• What you need to do
Reproduce, word for word, the part of the email on dropping orphaned tables starting with "On Thu, Nov 17, 2016 at 4:25" and going on through "updated version attached?".

On Thu, Nov 17, 2016 at 4:25 PM, Michael Paquier
<michael.paqu...@gmail.com> wrote:
> On Thu, Nov 17, 2016 at 11:16 AM, Robert Haas <robertmh...@gmail.com> wrote:
>> On Thu, Nov 17, 2016 at 1:41 PM, Michael Paquier
>> <michael.paqu...@gmail.com> wrote:
>>> Okay, let's remove the documentation then. What do you think about the
>>> updated version attached?
>>> (Even this patch enters into "Needs Review" state).
>>
>> LGTM.  I'll commit it if there are not objections.
>
> Thank you.

On further reflection, I'm not sure this fixes the original complaint.
In fact, it might even make it worse.  The performDeletion() call here
is going to run inside of a loop that's scanning through pg_class, so
all in a single transaction.  So we'll actually try to drop ALL
orphaned tables for ALL backends that failed to clean up in a single
transaction, as opposed to the current state of affairs where we will
drop all orphaned tables for ONE backend in a single transaction.  If
anything, that could require MORE locks.  And if it starts failing,
then all autovacuum activity in that database will cease.  Oops.

• Extracted material
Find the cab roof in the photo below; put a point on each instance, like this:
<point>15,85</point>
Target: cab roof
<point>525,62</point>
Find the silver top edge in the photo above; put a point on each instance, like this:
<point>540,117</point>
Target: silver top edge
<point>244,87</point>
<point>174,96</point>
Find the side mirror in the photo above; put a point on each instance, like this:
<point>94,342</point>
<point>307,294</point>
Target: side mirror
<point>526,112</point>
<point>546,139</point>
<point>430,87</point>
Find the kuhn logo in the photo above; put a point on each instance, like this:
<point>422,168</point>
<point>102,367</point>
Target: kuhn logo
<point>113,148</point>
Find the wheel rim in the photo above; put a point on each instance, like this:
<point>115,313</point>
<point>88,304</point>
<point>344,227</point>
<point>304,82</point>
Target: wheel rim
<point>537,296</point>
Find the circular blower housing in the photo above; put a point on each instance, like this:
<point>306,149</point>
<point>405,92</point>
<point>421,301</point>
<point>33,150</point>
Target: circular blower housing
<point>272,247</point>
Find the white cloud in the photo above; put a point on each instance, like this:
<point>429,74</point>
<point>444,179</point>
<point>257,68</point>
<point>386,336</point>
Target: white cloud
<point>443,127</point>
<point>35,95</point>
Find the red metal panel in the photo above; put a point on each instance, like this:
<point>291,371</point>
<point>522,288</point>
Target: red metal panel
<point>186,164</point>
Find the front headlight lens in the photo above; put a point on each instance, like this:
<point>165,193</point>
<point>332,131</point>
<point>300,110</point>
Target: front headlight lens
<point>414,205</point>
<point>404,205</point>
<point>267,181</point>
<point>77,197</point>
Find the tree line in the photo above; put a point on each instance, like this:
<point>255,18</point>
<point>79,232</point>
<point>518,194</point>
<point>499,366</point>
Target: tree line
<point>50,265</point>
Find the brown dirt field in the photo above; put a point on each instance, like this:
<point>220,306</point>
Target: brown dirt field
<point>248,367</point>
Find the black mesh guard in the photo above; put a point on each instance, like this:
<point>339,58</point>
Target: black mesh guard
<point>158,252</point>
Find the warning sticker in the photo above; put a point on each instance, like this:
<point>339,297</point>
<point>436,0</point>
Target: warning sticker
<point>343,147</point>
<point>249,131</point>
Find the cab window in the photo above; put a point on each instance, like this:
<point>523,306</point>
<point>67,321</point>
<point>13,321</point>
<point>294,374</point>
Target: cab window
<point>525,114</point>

• Finished answer
On Thu, Nov 17, 2016 at 4:25 PM, Michael Paquier
<michael.paqu...@gmail.com> wrote:
> On Thu, Nov 17, 2016 at 11:16 AM, Robert Haas <robertmh...@gmail.com> wrote:
>> On Thu, Nov 17, 2016 at 1:41 PM, Michael Paquier
>> <michael.paqu...@gmail.com> wrote:
>>> Okay, let's remove the documentation then. What do you think about the
>>> updated version attached?